Saved data entries
----------------
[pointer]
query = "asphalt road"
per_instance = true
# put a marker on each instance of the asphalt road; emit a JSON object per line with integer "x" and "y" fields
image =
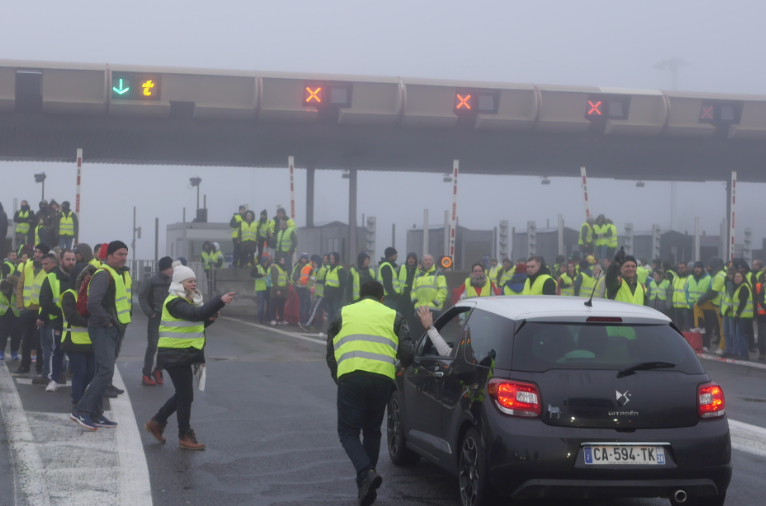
{"x": 268, "y": 420}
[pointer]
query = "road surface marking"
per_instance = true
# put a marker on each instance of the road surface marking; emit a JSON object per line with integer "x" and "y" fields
{"x": 29, "y": 486}
{"x": 748, "y": 438}
{"x": 321, "y": 342}
{"x": 135, "y": 487}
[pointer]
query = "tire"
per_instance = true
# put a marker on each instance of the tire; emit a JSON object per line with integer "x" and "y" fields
{"x": 475, "y": 489}
{"x": 397, "y": 446}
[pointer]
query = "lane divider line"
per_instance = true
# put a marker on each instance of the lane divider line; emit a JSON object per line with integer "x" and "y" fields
{"x": 135, "y": 486}
{"x": 29, "y": 487}
{"x": 321, "y": 342}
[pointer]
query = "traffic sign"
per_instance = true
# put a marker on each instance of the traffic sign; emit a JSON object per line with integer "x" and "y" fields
{"x": 132, "y": 86}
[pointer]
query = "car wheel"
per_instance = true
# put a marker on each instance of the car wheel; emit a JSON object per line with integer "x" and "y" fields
{"x": 397, "y": 446}
{"x": 474, "y": 485}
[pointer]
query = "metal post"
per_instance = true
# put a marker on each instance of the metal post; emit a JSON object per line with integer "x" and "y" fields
{"x": 453, "y": 223}
{"x": 585, "y": 192}
{"x": 156, "y": 239}
{"x": 697, "y": 239}
{"x": 425, "y": 233}
{"x": 561, "y": 235}
{"x": 352, "y": 183}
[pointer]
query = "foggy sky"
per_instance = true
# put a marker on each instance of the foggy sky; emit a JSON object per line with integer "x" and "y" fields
{"x": 576, "y": 43}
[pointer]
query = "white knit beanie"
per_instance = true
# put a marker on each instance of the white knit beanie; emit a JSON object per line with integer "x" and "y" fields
{"x": 181, "y": 273}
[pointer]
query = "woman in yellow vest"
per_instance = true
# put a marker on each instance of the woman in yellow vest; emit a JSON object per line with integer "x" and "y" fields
{"x": 74, "y": 337}
{"x": 182, "y": 345}
{"x": 478, "y": 284}
{"x": 741, "y": 314}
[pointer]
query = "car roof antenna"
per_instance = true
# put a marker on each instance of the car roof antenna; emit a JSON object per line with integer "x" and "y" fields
{"x": 589, "y": 302}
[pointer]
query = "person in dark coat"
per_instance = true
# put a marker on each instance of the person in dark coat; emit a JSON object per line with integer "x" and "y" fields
{"x": 184, "y": 303}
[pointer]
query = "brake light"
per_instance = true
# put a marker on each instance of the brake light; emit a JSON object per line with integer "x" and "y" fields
{"x": 516, "y": 398}
{"x": 710, "y": 401}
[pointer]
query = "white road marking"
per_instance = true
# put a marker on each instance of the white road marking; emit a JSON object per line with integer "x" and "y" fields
{"x": 135, "y": 487}
{"x": 321, "y": 342}
{"x": 29, "y": 480}
{"x": 748, "y": 438}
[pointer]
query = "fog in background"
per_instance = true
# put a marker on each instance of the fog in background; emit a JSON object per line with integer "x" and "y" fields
{"x": 575, "y": 43}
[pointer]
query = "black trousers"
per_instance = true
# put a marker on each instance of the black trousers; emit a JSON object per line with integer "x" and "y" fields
{"x": 183, "y": 381}
{"x": 30, "y": 336}
{"x": 362, "y": 404}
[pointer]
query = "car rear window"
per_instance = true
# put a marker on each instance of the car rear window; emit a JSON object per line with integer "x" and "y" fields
{"x": 539, "y": 347}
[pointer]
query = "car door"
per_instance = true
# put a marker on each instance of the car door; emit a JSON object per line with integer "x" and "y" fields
{"x": 423, "y": 382}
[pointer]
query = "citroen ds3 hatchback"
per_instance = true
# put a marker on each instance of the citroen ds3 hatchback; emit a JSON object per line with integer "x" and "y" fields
{"x": 545, "y": 397}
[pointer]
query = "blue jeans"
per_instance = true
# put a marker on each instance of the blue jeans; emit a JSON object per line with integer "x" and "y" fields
{"x": 105, "y": 340}
{"x": 304, "y": 297}
{"x": 83, "y": 368}
{"x": 263, "y": 306}
{"x": 65, "y": 242}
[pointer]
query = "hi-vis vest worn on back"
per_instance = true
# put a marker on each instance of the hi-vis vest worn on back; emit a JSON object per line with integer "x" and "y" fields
{"x": 366, "y": 341}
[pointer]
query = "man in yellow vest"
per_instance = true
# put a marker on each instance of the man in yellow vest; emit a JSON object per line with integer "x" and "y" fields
{"x": 31, "y": 279}
{"x": 109, "y": 318}
{"x": 50, "y": 319}
{"x": 364, "y": 342}
{"x": 539, "y": 280}
{"x": 67, "y": 226}
{"x": 622, "y": 282}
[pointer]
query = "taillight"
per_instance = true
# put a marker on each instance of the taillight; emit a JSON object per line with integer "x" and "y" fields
{"x": 516, "y": 398}
{"x": 710, "y": 401}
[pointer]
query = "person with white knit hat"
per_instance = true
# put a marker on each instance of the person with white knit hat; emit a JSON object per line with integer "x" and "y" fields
{"x": 182, "y": 345}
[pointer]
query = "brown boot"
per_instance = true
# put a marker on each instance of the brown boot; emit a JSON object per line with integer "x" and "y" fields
{"x": 189, "y": 441}
{"x": 155, "y": 429}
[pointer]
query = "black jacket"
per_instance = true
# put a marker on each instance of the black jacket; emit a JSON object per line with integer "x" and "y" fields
{"x": 153, "y": 294}
{"x": 48, "y": 307}
{"x": 405, "y": 351}
{"x": 179, "y": 308}
{"x": 69, "y": 307}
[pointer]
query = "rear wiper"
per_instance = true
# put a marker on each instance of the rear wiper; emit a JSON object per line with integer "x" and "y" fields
{"x": 644, "y": 366}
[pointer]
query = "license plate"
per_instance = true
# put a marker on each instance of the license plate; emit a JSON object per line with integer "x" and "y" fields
{"x": 624, "y": 455}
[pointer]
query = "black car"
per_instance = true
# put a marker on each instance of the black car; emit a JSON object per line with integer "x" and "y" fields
{"x": 544, "y": 397}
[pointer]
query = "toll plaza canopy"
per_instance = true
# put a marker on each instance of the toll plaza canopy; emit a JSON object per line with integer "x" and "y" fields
{"x": 152, "y": 115}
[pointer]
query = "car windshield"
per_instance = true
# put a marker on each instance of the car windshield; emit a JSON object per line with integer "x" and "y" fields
{"x": 541, "y": 347}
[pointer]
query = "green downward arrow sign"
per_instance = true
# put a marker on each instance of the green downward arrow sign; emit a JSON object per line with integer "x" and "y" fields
{"x": 122, "y": 89}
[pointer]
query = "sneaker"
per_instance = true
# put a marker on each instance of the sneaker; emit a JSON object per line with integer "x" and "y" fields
{"x": 368, "y": 489}
{"x": 82, "y": 420}
{"x": 189, "y": 441}
{"x": 104, "y": 422}
{"x": 155, "y": 429}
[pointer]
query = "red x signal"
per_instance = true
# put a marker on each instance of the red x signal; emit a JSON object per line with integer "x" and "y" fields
{"x": 313, "y": 95}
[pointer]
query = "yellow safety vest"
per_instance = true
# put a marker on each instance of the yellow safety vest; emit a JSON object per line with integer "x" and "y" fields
{"x": 565, "y": 279}
{"x": 355, "y": 280}
{"x": 430, "y": 289}
{"x": 235, "y": 231}
{"x": 249, "y": 231}
{"x": 23, "y": 227}
{"x": 624, "y": 295}
{"x": 471, "y": 292}
{"x": 121, "y": 301}
{"x": 366, "y": 341}
{"x": 66, "y": 225}
{"x": 537, "y": 288}
{"x": 394, "y": 279}
{"x": 178, "y": 333}
{"x": 78, "y": 335}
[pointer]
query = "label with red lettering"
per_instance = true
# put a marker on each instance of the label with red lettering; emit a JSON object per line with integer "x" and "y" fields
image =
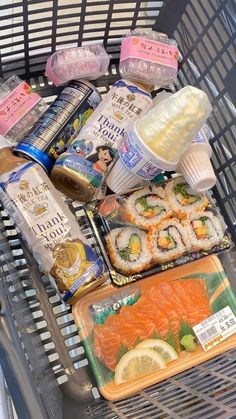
{"x": 149, "y": 50}
{"x": 16, "y": 105}
{"x": 216, "y": 328}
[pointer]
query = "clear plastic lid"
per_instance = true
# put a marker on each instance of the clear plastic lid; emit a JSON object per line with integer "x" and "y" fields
{"x": 88, "y": 62}
{"x": 154, "y": 35}
{"x": 149, "y": 57}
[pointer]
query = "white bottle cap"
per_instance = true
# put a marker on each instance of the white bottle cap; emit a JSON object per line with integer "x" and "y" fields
{"x": 3, "y": 142}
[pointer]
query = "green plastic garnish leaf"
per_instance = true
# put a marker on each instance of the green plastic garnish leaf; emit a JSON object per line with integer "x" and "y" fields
{"x": 185, "y": 329}
{"x": 122, "y": 351}
{"x": 171, "y": 339}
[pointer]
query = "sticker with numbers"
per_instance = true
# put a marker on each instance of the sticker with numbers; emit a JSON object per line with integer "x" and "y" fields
{"x": 216, "y": 328}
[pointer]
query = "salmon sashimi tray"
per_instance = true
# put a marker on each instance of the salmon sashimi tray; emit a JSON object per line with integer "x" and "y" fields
{"x": 156, "y": 228}
{"x": 165, "y": 324}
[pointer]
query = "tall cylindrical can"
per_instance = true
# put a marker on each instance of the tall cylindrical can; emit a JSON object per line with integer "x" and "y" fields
{"x": 60, "y": 124}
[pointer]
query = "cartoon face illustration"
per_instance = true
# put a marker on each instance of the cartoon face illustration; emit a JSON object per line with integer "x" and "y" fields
{"x": 104, "y": 155}
{"x": 102, "y": 158}
{"x": 60, "y": 146}
{"x": 24, "y": 185}
{"x": 82, "y": 147}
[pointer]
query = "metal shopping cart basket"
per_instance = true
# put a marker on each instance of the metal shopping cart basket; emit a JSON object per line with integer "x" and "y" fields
{"x": 46, "y": 371}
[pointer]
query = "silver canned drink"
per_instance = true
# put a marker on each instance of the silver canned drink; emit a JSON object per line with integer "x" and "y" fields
{"x": 60, "y": 124}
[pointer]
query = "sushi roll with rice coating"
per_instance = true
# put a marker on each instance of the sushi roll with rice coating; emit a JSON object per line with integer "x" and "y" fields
{"x": 128, "y": 249}
{"x": 205, "y": 231}
{"x": 168, "y": 241}
{"x": 182, "y": 200}
{"x": 147, "y": 206}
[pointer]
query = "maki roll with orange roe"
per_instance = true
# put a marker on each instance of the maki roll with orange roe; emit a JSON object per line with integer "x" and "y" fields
{"x": 182, "y": 200}
{"x": 205, "y": 231}
{"x": 128, "y": 249}
{"x": 147, "y": 206}
{"x": 168, "y": 241}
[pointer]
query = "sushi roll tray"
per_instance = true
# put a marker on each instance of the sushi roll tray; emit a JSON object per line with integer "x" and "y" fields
{"x": 156, "y": 228}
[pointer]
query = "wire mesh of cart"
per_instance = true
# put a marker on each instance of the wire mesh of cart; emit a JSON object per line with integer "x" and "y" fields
{"x": 44, "y": 364}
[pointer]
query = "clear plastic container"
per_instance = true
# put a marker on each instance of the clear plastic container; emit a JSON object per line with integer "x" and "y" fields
{"x": 157, "y": 141}
{"x": 195, "y": 164}
{"x": 89, "y": 62}
{"x": 149, "y": 57}
{"x": 20, "y": 108}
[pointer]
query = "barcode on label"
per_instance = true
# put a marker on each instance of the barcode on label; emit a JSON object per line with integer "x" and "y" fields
{"x": 208, "y": 334}
{"x": 216, "y": 328}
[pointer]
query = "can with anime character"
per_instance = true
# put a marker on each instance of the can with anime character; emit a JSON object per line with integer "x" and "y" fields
{"x": 60, "y": 124}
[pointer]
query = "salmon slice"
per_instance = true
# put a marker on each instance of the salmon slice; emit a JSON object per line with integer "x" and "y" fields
{"x": 167, "y": 307}
{"x": 193, "y": 294}
{"x": 149, "y": 311}
{"x": 160, "y": 309}
{"x": 106, "y": 346}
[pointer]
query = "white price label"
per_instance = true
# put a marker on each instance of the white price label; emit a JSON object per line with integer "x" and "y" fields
{"x": 216, "y": 328}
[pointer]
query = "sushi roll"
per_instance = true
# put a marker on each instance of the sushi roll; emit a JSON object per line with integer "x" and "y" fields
{"x": 147, "y": 206}
{"x": 128, "y": 249}
{"x": 168, "y": 241}
{"x": 182, "y": 200}
{"x": 205, "y": 231}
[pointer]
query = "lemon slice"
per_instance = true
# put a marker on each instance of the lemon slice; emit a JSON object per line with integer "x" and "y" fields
{"x": 137, "y": 363}
{"x": 161, "y": 347}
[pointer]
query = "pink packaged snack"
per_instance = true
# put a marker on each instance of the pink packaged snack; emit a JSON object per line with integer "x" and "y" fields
{"x": 149, "y": 57}
{"x": 89, "y": 62}
{"x": 20, "y": 108}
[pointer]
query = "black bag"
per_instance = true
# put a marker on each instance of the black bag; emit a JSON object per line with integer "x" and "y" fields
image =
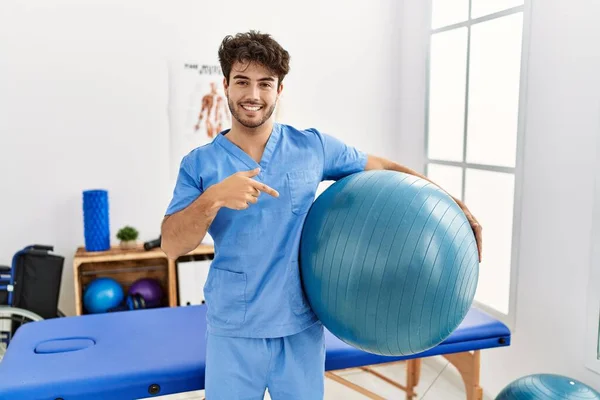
{"x": 37, "y": 276}
{"x": 4, "y": 282}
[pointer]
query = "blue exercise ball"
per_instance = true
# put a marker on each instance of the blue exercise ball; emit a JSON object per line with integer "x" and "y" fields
{"x": 547, "y": 387}
{"x": 389, "y": 262}
{"x": 102, "y": 294}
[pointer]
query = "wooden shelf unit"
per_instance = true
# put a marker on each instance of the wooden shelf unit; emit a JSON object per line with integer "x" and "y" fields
{"x": 128, "y": 265}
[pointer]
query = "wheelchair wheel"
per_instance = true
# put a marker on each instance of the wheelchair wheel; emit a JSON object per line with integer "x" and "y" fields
{"x": 11, "y": 318}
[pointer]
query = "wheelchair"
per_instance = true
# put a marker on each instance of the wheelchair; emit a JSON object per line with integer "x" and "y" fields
{"x": 29, "y": 290}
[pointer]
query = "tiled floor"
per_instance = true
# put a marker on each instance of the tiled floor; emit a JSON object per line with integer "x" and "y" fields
{"x": 438, "y": 382}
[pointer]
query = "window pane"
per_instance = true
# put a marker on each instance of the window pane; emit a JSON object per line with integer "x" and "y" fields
{"x": 480, "y": 8}
{"x": 447, "y": 95}
{"x": 495, "y": 68}
{"x": 448, "y": 12}
{"x": 489, "y": 196}
{"x": 447, "y": 177}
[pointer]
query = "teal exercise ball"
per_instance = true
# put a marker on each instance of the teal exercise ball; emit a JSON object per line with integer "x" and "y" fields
{"x": 102, "y": 294}
{"x": 389, "y": 262}
{"x": 547, "y": 387}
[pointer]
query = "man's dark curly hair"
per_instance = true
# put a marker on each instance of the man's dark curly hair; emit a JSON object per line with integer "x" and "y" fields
{"x": 255, "y": 47}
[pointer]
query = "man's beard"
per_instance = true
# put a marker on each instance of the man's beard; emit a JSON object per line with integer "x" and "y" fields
{"x": 248, "y": 124}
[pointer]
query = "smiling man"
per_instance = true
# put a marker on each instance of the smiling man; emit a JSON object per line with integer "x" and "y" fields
{"x": 251, "y": 189}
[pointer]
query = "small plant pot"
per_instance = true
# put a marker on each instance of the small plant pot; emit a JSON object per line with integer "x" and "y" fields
{"x": 128, "y": 244}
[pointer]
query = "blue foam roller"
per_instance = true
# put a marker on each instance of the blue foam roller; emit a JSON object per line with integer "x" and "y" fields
{"x": 96, "y": 220}
{"x": 547, "y": 387}
{"x": 389, "y": 262}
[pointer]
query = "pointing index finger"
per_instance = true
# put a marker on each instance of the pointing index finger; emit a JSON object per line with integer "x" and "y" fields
{"x": 265, "y": 188}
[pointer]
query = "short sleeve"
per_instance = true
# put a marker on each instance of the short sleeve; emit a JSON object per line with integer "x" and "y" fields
{"x": 340, "y": 159}
{"x": 187, "y": 188}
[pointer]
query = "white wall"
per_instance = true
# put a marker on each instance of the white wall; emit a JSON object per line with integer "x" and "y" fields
{"x": 84, "y": 96}
{"x": 562, "y": 114}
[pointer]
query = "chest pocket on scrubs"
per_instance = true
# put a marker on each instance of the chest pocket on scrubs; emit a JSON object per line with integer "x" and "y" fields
{"x": 225, "y": 294}
{"x": 303, "y": 186}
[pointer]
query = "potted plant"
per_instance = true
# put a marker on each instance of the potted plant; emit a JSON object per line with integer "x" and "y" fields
{"x": 128, "y": 236}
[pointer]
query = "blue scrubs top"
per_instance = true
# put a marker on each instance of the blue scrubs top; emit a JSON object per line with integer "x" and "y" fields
{"x": 253, "y": 287}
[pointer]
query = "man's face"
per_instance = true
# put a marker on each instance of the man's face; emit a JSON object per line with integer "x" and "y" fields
{"x": 252, "y": 94}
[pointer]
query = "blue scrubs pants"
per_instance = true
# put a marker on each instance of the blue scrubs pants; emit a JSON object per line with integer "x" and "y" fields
{"x": 291, "y": 367}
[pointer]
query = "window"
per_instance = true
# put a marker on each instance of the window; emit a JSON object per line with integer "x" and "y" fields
{"x": 473, "y": 127}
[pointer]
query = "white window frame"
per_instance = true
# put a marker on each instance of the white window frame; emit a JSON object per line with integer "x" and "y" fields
{"x": 510, "y": 318}
{"x": 592, "y": 339}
----------------
[PROBLEM TO WORK ON]
Say how many lines of the records contain the word "lettering", and give no other output.

[ANSWER BOX]
2